D’or et d’oreillers (Flore Vesco)

D’or et d’oreillers (Flore Vesco)

Résumé de l’éditeur

C’est un lit vertigineux, sur lequel on a empilé une dizaine de matelas. Il trône au centre de la chambre qui accueille les prétendantes de Lord Handerson. Le riche héritier a conçu un test pour choisir au mieux sa future épouse. Chaque candidate est invitée à passer une nuit à Blenkinsop Castle, seule, dans ce lit d’une hauteur invraisemblable. Pour l’heure, les prétendantes, toutes filles de bonne famille, ont été renvoyées chez elles au petit matin, sans aucune explication. Mais voici que Lord Handerson propose à Sadima de passer l’épreuve. Robuste et vaillante, simple femme de chambre, Sadima n’a pourtant rien d’une princesse au petit pois ! Et c’est tant mieux, car nous ne sommes pas dans un conte de fées mais dans une histoire d’amour et de sorcellerie où l’on apprend ce que les jeunes filles font en secret, la nuit, dans leur lit…

Mon avis

Cette adaptation du conte « La princesse au petit pois » nous plonge dans la noblesse anglaise au XIXe siècle. Monsieur Handerson est un lord jeune, beau et riche qui cherche une épouse avec une méthode peu orthodoxe, et pour cause, il n’organise pas de bal ou de jeux d’esprit lors de pique-niques. Les prétendantes doivent en effet passer une nuit dans son château et cette nuit déterminera si elles feront des épouses adéquates. Apparemment, elles doivent passer une épreuve sur laquelle plane un certain mystère…

Poussées par leur mère, les 3 sœurs de la famille Watkins se rendent au château de lord Handerson afin que l’une d’elles puisse éventuellement conquérir le lord tant convoité : il y a Margaret, l’aînée, Marta, celle du milieu, et May, la petite dernière.

« Ces trois jeunes filles de la bonne société anglaise étaient de fort délicates créatures. Mrs Watkins pouvait être fière d’avoir produit ces jouvencelles aux fins cheveux blonds, à la mince ossature point trop tapissée de chair. Elle avait veillé sur leur taille étroite, leur avait appris à ne laisser échapper qu’un petit filet de voix. Il en allait des filles comme des bagages : moins elles prenaient de place, et plus elles seraient faciles à caser. »

### DONNÉES BRUTES
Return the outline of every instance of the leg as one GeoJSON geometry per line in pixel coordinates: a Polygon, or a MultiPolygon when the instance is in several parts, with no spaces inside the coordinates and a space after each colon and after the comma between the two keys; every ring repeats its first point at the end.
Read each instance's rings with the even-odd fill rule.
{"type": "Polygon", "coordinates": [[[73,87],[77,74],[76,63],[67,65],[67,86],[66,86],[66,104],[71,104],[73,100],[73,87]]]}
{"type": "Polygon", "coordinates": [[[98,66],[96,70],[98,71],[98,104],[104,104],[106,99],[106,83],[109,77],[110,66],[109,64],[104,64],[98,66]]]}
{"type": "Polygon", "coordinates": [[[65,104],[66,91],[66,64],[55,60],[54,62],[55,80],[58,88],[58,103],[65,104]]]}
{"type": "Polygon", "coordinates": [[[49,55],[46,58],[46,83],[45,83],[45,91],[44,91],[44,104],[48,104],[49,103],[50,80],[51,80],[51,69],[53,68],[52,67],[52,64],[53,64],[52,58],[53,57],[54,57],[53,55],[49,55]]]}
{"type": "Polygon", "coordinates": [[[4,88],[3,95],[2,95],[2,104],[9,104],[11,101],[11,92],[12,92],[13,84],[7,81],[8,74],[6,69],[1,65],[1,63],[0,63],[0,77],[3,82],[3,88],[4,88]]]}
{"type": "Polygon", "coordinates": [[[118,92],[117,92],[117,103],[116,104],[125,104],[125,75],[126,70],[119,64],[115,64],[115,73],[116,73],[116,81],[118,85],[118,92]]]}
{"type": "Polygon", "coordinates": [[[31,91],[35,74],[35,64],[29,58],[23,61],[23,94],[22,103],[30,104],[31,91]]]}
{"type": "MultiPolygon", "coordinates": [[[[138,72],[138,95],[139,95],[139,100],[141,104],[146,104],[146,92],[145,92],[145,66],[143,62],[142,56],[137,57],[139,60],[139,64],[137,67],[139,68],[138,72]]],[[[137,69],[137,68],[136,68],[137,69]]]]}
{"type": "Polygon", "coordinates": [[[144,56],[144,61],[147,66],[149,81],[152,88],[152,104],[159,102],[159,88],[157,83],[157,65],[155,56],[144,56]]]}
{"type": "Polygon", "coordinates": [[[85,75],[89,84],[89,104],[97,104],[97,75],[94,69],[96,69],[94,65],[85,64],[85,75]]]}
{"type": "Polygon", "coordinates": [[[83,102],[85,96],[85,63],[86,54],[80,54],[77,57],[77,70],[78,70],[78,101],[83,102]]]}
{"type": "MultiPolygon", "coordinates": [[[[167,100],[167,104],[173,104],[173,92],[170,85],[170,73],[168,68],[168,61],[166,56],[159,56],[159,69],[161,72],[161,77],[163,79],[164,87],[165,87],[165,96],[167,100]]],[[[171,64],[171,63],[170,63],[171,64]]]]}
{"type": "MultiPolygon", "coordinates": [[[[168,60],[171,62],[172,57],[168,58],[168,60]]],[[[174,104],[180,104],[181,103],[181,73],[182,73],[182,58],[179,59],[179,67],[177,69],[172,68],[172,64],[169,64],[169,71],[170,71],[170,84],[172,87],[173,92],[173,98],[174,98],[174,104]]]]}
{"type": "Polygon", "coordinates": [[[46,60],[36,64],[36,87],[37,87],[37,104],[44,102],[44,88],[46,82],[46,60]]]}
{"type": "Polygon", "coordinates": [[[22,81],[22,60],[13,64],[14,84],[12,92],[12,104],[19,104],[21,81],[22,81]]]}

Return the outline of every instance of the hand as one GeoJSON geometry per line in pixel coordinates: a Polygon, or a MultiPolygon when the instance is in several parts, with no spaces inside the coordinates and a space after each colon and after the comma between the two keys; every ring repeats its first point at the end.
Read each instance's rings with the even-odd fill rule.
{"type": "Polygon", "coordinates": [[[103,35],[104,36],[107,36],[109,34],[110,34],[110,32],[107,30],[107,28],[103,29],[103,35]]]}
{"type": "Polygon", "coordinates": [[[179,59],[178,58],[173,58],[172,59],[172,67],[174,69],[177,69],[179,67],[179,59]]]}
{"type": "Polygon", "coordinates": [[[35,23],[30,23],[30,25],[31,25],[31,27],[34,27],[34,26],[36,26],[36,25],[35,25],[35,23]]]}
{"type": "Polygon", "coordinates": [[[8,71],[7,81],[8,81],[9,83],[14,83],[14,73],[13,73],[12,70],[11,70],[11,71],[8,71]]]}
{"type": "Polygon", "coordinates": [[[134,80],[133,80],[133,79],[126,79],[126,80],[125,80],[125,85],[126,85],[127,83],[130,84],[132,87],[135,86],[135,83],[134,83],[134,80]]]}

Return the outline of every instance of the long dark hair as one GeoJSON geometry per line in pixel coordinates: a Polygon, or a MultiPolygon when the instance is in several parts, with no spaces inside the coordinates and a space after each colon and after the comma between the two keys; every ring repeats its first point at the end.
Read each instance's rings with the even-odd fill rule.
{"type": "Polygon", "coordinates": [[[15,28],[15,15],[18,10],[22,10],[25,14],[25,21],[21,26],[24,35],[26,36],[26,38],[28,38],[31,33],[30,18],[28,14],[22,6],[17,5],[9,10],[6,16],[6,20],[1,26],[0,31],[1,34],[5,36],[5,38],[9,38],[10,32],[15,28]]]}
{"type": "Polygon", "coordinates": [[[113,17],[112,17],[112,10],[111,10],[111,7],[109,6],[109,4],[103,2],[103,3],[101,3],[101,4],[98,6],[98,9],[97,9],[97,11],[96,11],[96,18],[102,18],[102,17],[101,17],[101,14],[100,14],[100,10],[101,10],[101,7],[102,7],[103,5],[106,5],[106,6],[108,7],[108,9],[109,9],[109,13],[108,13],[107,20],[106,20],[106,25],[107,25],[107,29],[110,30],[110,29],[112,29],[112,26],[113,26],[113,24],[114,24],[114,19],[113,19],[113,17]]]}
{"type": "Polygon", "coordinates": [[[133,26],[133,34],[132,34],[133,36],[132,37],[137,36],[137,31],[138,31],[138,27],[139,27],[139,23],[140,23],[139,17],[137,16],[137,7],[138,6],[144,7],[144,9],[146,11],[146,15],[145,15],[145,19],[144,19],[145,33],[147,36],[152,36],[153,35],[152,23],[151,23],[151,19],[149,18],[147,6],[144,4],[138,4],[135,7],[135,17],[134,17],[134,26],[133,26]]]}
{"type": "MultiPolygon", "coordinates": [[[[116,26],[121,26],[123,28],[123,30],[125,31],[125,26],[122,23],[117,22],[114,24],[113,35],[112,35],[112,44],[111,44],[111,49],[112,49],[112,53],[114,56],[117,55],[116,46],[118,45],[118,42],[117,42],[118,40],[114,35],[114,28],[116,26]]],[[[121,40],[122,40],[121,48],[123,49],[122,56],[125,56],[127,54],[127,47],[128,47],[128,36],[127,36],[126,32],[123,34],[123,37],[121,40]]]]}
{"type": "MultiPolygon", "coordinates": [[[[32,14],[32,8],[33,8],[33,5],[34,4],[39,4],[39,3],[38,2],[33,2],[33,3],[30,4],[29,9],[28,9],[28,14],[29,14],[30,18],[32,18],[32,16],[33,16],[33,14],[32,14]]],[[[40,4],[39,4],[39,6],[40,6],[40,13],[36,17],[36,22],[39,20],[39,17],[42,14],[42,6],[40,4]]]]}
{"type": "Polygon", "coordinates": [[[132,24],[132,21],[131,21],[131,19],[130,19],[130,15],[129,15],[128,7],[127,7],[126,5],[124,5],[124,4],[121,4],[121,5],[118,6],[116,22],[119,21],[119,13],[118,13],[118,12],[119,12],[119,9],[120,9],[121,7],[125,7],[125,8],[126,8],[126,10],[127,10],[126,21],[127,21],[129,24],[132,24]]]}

### CONSIGNE ÉCRITE
Poursuivez la critique de D’or et d’oreillers à la suite de sa dernière phrase.

### RÉPONSE ATTENDUE
C’est l’aînée qui va passer le test en premier et découvrir qu’il s’agit de passer une nuit dans une chambre mystérieuse au sein du château dans un lit où sont entassés de nombreux matelas (comme celui de la Princesse au petit pois). Malheureusement, elle et ses 2 sœurs échouent au test, c’est alors que Sadima (17 ans), la jeune femme de chambre au service des sœurs Watkins, décide d’explorer le château, de percer le mystère du lieu, et réussit la 1ère épreuve. Durant son séjour, des phénomènes surnaturels se produisent à moins que ce ne soit son imagination qui ne lui joue des tours. Une histoire étrange de jeux amoureux commence, dans laquelle l’onirisme et la magie se mêlent au fantastique, l’absurde à l’humour et la sensualité aussi.

« – Vous verrez, poursuivit-il. Demain matin, à 9h57 précises, je vous embrasserai.

Il ramassa sa couverture et la salua. Avant de s’éloigner, il se retourna et ajouta :

 -Et je vous préviens, je vais mettre la langue. »

Flore Vesco nous livre ici un nouvel opus de qualité. Elle prend comme toujours soin des mots, du rythme et du vocabulaire ; elle crée un univers empli de réminiscences et des personnages ayant assez d’épaisseur pour retenir l’attention. Elle s’en donne à cœur joie pour renverser les rôles et brouiller les pistes, Salima se retrouvant dans ce rôle si souvent échu à la gent masculine, à prendre des risques et affronter des dangers pour sauver la personne qui fait battre son cœur.

Le démontage de conte n’ira pourtant pas plus loin : si l’héroïne prend fermement son destin en main, il n’y aura pas de manifestation d’une quelconque solidarité féminine, la course au mari se fait en solitaire, c’est chacune pour soi, et parfois les rivales sont machiavéliques ! Dans la 2e partie du récit, la demeure prend un rôle plus important, apportant à l’histoire une symbolique très intéressante et une touche fantastique palpitante. Vous l’aurez compris, je recommande ce conte qui vous fera passer un chouette moment de lecture !

Le +

  • La plume de Flore Vesco et sa façon de structurer la trame narrative de ses récits sont une valeur sûre.
  • La dimension symbolique de la mère toxique à travers la maison hantée est très bien amenée.
  • La libre interprétation de la masturbation féminine nocturne avec le fameux petit doigt déchaîne la chronique !

Le –

Il n’est pas facile de conseiller ce conte, tellement il est atypique et sort des sentiers battus. Deux pistes : il plaira aux lecteurs qui aiment les contes longs et ceux qui sont intéressés par une relation toxique entre une mère et son enfant.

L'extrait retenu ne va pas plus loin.